Dellinger on Freedom
But on the whole, [Freedom's] writing is deep and rich and steady. The themes are familiar yet surprisingly well-woven. The characters and their interactions are finely observed, high-resolution, and intricately textured. By the time I was two-thirds of the way through, references to moments and people from earlier in the book brought back what felt like actual memories. Freedom is a very, very long page-turner, written by a grownup.


While I agree with Dellinger's end assessment, "written by a grownup" is a devastating indictment of Room. The charitable reading of this is that Dellinger is referring to the voice of the narrator of Room and not to the writer herself, but that's not what the sentence suggests. The question it raises, though, is an interesting one: is a first-person book about a five-year old written, in essence, by that five-year old? What depth and complexity can an author layer on top of such a limitation? I do think that Donogue's choice of perspective absolves her of the responsibility to add complexity, but is that to the good of the work? Some might argue that writing a compelling narrative through the eyes of a five-year old adds difficulty, but it seems to me that it actually lowers the overall degree of difficulty, since nettlesome, adult concerns and ideas are foreclosed. Hence, Room is a tighter narrative, but it's just so infuriatingly narrow. Donogue doesn't give us the most interesting part of the story---the interior world of a woman who has been raped every day for years and raised a son in a ten-by-ten shed. I think this point goes for almost all stories written from a child's point-of-view; they must be penalized in the final judgment for not dealing with the full force of adult consciousness


Quarterfinal 2 Winner
Quarterfinal 2: The Finkler Question by Howard Jacobsen versus A Visit From the Goon Squad by Jennifer Egan, judged by Elif Batuman


Batumann on A Visit from the Goon Squad:
"...as for A Visit From the Goon Squad—interconnected, chronologically-scrambled short stories with recurring characters—I’d heard it described as “a display of Ms. Egan’s extreme virtuosity.” The word “virtuosity,” in book reviews, is a real red flag for me. Perhaps relatedly, I’m suspicious of interconnected stories, which often remind me of the arbitrary, contrived tendency of literature, the tendency that poses a particular threat to the short story, a form where characters all too easily become interchangeable, and each plot seems like it might as well be a sequel or prequel to the one before.

▶ _GIVEN EXERCISE A_: Copy out every line of the records from the one containing "[mark] the woman's nose" down to the end of the records, keeping each line unchanged.

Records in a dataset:
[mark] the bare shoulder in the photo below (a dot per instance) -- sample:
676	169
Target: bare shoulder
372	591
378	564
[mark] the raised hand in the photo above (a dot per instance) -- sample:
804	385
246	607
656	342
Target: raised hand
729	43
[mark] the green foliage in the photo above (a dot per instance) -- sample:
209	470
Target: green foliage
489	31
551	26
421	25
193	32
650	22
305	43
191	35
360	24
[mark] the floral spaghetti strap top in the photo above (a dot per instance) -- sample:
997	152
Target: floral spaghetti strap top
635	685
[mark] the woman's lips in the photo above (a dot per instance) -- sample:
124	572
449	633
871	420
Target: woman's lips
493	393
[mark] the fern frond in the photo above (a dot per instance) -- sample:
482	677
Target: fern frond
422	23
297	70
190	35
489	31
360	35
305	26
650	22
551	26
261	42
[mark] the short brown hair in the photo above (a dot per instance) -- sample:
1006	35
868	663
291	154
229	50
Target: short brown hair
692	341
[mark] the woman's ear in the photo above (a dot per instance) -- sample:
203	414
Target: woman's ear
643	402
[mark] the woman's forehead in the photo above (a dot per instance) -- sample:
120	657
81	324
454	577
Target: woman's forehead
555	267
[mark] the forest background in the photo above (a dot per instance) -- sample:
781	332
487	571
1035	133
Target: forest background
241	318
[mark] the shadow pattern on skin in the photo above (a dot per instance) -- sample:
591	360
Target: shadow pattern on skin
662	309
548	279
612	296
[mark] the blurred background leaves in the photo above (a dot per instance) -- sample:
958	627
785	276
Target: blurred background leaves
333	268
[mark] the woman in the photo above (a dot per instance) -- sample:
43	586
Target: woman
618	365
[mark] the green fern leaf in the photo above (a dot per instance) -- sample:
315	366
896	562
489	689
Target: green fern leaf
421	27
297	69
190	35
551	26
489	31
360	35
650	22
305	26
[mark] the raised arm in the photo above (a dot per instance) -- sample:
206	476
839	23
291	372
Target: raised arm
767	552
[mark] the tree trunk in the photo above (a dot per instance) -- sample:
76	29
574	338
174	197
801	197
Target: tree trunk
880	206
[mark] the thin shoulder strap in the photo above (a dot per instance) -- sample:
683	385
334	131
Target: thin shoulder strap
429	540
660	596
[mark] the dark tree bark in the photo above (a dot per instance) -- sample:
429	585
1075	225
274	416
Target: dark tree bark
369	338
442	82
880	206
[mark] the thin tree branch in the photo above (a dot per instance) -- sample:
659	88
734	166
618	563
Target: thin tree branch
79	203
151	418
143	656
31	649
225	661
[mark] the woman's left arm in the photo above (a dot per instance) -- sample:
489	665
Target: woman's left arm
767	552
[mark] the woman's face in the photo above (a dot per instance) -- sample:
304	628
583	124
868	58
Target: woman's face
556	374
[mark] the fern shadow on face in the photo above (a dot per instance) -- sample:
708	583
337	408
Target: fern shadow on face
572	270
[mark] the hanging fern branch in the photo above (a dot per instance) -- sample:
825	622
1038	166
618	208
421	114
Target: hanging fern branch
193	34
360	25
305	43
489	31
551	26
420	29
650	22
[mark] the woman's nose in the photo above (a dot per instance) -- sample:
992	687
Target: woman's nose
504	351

▶ _GIVEN EXERCISE B_:
Answer these questions about the book-review passage:
(i) What size is the shed where the woman in Room raised her son?
(ii) Who judged Quarterfinal 2?
(iii) Which word in book reviews does Batuman call a real red flag?

▶ _CORRECT RESPONSE A_:
[mark] the woman's nose in the photo above (a dot per instance) -- sample:
992	687
Target: woman's nose
504	351

▶ _CORRECT RESPONSE B_:
(i) Ten-by-ten.
(ii) Elif Batuman.
(iii) "Virtuosity."